### RECORDS PROVIDED
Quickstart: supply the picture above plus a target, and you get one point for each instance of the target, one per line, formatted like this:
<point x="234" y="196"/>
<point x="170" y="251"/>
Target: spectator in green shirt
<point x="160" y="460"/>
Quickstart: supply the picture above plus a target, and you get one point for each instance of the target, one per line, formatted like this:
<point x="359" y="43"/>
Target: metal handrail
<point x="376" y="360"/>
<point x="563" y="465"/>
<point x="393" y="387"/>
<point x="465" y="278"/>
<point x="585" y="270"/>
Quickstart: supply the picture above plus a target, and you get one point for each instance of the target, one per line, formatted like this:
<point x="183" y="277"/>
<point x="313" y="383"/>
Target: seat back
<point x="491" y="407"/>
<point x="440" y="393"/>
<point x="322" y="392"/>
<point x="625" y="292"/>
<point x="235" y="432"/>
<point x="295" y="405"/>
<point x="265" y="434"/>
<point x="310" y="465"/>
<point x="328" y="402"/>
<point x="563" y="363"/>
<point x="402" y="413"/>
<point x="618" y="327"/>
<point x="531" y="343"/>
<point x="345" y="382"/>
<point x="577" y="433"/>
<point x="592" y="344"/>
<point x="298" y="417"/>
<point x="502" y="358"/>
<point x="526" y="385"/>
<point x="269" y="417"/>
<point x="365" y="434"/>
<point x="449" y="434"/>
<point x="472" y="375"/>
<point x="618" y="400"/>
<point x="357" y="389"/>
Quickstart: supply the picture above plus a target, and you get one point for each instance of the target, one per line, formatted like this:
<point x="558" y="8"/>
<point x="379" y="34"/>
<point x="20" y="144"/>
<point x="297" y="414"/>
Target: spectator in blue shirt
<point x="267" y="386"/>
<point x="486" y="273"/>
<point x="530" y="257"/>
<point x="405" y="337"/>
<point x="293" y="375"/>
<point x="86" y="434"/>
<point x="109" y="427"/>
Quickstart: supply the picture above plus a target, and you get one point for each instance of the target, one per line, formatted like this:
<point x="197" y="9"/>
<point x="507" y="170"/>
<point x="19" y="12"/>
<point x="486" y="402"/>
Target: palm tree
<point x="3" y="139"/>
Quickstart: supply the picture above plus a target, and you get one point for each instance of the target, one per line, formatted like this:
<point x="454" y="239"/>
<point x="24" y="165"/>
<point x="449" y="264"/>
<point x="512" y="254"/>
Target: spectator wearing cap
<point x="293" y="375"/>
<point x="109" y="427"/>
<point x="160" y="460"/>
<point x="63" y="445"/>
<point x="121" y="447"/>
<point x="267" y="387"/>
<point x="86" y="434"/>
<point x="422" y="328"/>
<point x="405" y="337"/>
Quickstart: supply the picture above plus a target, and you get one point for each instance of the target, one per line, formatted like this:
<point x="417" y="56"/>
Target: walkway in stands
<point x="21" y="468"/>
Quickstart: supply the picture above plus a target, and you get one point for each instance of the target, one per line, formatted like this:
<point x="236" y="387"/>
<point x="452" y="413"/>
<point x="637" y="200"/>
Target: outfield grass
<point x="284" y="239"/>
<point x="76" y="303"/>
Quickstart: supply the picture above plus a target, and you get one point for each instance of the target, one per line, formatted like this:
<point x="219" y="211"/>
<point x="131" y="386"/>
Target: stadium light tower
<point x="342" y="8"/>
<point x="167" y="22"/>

### WHAT YOU WILL DO
Could you output the records in full, exactly as written?

### WORKED SOLUTION
Quickstart: supply the picture above plus a target, and you get one point for each instance of the target, one per line, formatted like this:
<point x="234" y="196"/>
<point x="170" y="251"/>
Target: spectator in green shirt
<point x="160" y="460"/>
Quickstart: supply the picture above plus a target, and you get one point for each instance of the target, one per line, formatted like this:
<point x="359" y="43"/>
Target: metal handrail
<point x="376" y="360"/>
<point x="563" y="465"/>
<point x="393" y="387"/>
<point x="465" y="278"/>
<point x="585" y="270"/>
Quickstart: supply the picture above plus a target, and you get one point for each instance of the target, one per line, formatted like this:
<point x="183" y="277"/>
<point x="313" y="383"/>
Target: seat back
<point x="491" y="407"/>
<point x="440" y="393"/>
<point x="322" y="392"/>
<point x="625" y="292"/>
<point x="235" y="432"/>
<point x="295" y="405"/>
<point x="265" y="434"/>
<point x="310" y="465"/>
<point x="328" y="402"/>
<point x="563" y="363"/>
<point x="402" y="413"/>
<point x="618" y="327"/>
<point x="531" y="343"/>
<point x="345" y="382"/>
<point x="577" y="433"/>
<point x="592" y="344"/>
<point x="298" y="417"/>
<point x="502" y="358"/>
<point x="526" y="385"/>
<point x="269" y="417"/>
<point x="365" y="434"/>
<point x="449" y="434"/>
<point x="472" y="375"/>
<point x="618" y="400"/>
<point x="357" y="389"/>
Quickstart: supply the picture above plus a target, and you get one point for each instance of the target, one per line, formatted like this:
<point x="558" y="8"/>
<point x="379" y="34"/>
<point x="20" y="144"/>
<point x="297" y="414"/>
Target: spectator in blue shirt
<point x="267" y="386"/>
<point x="486" y="273"/>
<point x="530" y="257"/>
<point x="405" y="337"/>
<point x="293" y="375"/>
<point x="86" y="434"/>
<point x="109" y="427"/>
Quickstart: supply the picture above plus a target, and you get one point for each instance of the target, one per line, formatted like this:
<point x="197" y="9"/>
<point x="507" y="170"/>
<point x="19" y="12"/>
<point x="486" y="402"/>
Target: palm tree
<point x="3" y="139"/>
Quickstart: supply the picture above plus a target, and you get one point for each instance of the target, one per line, formatted like this:
<point x="454" y="239"/>
<point x="24" y="165"/>
<point x="449" y="264"/>
<point x="512" y="254"/>
Target: spectator wearing cap
<point x="293" y="375"/>
<point x="109" y="427"/>
<point x="160" y="460"/>
<point x="63" y="445"/>
<point x="121" y="447"/>
<point x="267" y="387"/>
<point x="86" y="434"/>
<point x="422" y="328"/>
<point x="405" y="337"/>
Quickstart: supply the picture above plus a target, and you get one point for each instance of the target, one per line, formatted like this:
<point x="417" y="56"/>
Target: walkway in stands
<point x="21" y="468"/>
Quickstart: supply the picture above plus a target, and you get one point for each instance of the target, one per line, formatted like this:
<point x="236" y="387"/>
<point x="452" y="413"/>
<point x="637" y="200"/>
Target: outfield grass
<point x="284" y="239"/>
<point x="76" y="303"/>
Quickstart: supply the picture above plus a target, and you get one point for each instance of the target, one per line, formatted like this:
<point x="219" y="211"/>
<point x="131" y="386"/>
Target: stadium light tower
<point x="342" y="8"/>
<point x="167" y="22"/>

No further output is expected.